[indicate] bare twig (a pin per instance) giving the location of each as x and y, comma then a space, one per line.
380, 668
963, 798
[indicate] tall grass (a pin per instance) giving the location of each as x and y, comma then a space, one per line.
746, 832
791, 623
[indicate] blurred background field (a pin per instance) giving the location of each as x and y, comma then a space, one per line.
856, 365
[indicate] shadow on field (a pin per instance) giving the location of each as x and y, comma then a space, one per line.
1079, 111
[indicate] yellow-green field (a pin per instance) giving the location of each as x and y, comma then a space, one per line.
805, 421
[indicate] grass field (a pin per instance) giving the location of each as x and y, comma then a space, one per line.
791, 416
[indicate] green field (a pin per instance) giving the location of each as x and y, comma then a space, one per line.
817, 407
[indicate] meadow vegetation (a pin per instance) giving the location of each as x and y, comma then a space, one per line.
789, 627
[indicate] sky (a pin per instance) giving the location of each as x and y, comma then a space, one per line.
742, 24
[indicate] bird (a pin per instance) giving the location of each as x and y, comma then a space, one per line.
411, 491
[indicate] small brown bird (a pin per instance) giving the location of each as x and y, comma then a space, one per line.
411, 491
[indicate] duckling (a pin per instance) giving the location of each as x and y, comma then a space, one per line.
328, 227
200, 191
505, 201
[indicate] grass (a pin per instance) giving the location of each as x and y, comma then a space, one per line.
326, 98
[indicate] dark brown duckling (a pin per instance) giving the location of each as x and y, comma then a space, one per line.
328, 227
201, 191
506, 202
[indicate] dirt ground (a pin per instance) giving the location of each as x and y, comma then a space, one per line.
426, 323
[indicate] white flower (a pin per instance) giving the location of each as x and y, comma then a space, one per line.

To do
Begin at the line that has "[indicate] duckling (a" and stop after the last line of the records. Write out only those lines again, requests included, with every coordinate in the answers multiplied by 2.05 and rounded to a whole number, halves rounded up.

Written solution
[indicate] duckling (a pin per instance) giving the location of each as x and y, comma then a space, one per line.
672, 465
410, 392
1035, 412
[indicate] grass (a pin per instance) giving the location of each as x and y, comma then a space, one per line.
668, 201
[indicate] dark brown duckling (a pin per instance) giving the location of each as x and y, comma then a space, one per line.
672, 465
412, 392
1037, 414
[indicate] dirt ground (a pin per instance) giving the location of each as x and y, comma then a space, one per line.
873, 662
[indicate] white flower (a pin per instance) giving the location of each as x and y, comma then a space, one per line.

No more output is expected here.